Recast every line of the items below as a numbered list, omitting any blank lines. Leave the pictures out of your answer.

*TASK MATERIAL*
○ ○ ○ ○ ○ ○ ○

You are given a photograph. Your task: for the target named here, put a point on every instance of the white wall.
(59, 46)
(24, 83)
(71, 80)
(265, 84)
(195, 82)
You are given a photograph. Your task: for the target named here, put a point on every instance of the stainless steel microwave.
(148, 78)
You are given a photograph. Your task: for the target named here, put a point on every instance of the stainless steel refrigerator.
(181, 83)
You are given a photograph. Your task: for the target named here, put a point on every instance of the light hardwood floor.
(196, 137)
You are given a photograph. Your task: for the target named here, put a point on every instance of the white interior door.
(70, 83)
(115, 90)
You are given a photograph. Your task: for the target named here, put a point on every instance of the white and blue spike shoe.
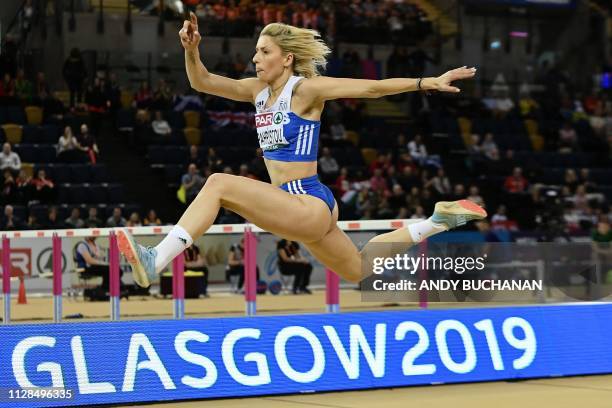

○ ○ ○ ○ ○ ○ ○

*EXERCISE OUTPUT*
1. You are given a photograph. Your task: for the target named here, put a point on every instance of the white wall.
2. (59, 46)
3. (24, 83)
4. (71, 80)
5. (265, 84)
6. (195, 82)
7. You are given a photograph. Your task: for the target named here, put a point on every instance of the stainless steel microwave.
8. (148, 78)
9. You are given a photograph. Your task: for the target named here, put a point on every instance of the stainless steel refrigerator.
10. (181, 83)
11. You are given a photograph. Your task: for the target named here, put a point on every instance of the light hardwood floor.
12. (196, 137)
13. You are given a photograph. Your task: for the target named here, put a point on every instance of the white interior door.
14. (70, 83)
15. (115, 90)
16. You are given a photograph. Your task: for the target named here, put a point on every instance of the white and blue spike shoe.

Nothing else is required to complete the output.